*Aim:* Reproduce every line of the listing from the line containing "locate: blue button-up" down through its last line, both ends included. Shift each coordinate in the points after "result:" by 106, and leave the coordinates after "like:" as they are.

*Provided data:*
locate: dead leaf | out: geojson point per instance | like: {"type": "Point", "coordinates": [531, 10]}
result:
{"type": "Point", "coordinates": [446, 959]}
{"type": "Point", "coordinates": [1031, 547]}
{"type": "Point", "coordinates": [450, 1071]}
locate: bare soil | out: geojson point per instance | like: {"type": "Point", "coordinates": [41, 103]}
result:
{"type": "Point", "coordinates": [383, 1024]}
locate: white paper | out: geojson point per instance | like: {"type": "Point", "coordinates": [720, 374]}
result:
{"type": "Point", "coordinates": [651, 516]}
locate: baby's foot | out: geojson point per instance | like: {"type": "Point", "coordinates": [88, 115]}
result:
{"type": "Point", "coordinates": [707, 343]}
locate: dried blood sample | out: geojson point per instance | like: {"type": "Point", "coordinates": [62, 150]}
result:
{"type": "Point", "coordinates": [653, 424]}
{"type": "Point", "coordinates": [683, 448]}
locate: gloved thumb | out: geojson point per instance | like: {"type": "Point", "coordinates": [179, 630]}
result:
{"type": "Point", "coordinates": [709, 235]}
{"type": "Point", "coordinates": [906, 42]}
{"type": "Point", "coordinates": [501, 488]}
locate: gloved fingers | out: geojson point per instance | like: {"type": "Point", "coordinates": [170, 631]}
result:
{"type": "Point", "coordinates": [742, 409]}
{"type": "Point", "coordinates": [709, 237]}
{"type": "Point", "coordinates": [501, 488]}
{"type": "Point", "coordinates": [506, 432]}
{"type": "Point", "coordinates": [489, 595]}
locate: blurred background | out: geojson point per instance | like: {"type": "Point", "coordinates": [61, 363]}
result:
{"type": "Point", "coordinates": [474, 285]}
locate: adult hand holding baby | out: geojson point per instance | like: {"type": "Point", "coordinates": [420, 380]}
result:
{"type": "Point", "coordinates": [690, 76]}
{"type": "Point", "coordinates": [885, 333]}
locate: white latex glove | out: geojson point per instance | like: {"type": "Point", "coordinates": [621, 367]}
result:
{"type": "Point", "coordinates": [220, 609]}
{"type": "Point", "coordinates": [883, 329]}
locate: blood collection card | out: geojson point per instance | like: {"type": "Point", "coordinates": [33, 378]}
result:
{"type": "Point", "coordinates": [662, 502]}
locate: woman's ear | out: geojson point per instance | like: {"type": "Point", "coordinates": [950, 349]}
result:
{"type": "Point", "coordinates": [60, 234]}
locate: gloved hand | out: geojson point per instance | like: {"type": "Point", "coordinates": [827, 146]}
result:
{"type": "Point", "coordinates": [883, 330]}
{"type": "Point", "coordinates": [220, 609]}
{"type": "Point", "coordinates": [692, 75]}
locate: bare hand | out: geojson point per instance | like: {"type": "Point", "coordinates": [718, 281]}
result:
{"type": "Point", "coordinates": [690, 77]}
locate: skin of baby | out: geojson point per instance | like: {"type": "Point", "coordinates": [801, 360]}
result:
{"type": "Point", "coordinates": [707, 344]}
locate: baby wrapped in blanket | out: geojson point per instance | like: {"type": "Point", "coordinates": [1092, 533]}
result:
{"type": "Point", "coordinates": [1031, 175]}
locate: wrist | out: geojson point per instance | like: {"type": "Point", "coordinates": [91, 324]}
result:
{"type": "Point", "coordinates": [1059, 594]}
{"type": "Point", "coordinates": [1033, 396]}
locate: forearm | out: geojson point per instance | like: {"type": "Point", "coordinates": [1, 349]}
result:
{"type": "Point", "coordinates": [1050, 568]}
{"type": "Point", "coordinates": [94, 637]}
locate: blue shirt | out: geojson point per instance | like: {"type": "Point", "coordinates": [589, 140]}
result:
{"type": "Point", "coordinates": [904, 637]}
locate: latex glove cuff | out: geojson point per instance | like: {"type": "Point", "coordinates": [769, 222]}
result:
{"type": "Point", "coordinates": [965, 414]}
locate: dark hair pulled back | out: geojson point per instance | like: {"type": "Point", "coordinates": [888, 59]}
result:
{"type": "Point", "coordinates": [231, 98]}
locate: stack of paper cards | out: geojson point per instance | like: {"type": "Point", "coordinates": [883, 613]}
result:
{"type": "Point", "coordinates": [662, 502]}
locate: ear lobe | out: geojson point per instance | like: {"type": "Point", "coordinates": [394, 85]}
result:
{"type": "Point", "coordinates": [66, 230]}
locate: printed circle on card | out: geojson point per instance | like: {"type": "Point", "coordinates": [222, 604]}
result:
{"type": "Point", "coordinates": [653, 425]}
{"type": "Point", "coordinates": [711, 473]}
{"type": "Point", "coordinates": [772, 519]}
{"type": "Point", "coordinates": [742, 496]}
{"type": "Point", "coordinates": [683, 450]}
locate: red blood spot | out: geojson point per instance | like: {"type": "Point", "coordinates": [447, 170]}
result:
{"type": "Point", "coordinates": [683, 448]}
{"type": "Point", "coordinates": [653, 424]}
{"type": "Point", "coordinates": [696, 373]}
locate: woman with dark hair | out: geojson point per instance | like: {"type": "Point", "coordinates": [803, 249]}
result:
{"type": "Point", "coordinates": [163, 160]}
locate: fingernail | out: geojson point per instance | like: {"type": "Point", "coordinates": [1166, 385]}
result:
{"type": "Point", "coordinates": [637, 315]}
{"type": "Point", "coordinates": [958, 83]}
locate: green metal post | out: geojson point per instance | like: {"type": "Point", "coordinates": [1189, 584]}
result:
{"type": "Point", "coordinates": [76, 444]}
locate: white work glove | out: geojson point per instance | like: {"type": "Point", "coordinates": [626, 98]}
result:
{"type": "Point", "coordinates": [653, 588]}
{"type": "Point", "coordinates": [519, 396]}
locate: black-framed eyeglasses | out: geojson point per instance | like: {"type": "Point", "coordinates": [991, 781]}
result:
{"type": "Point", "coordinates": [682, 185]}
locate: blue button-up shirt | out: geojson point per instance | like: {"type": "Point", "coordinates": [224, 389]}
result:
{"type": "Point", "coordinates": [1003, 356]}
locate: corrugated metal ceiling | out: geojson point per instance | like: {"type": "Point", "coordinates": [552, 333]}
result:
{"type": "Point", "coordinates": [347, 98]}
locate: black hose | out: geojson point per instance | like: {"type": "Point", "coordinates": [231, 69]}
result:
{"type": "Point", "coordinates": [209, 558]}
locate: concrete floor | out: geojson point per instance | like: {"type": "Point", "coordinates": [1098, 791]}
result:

*Task result:*
locate: blue button-up shirt | out: geojson point per instance | like: {"type": "Point", "coordinates": [224, 389]}
result:
{"type": "Point", "coordinates": [1109, 462]}
locate: corrugated metal ceiling | out: geojson point per instance | like: {"type": "Point", "coordinates": [552, 333]}
result:
{"type": "Point", "coordinates": [453, 204]}
locate: black hose | out: geojson point per instance | like: {"type": "Point", "coordinates": [231, 69]}
result:
{"type": "Point", "coordinates": [315, 664]}
locate: concrete floor | out: geojson point per instance | like: {"type": "Point", "coordinates": [1098, 791]}
result:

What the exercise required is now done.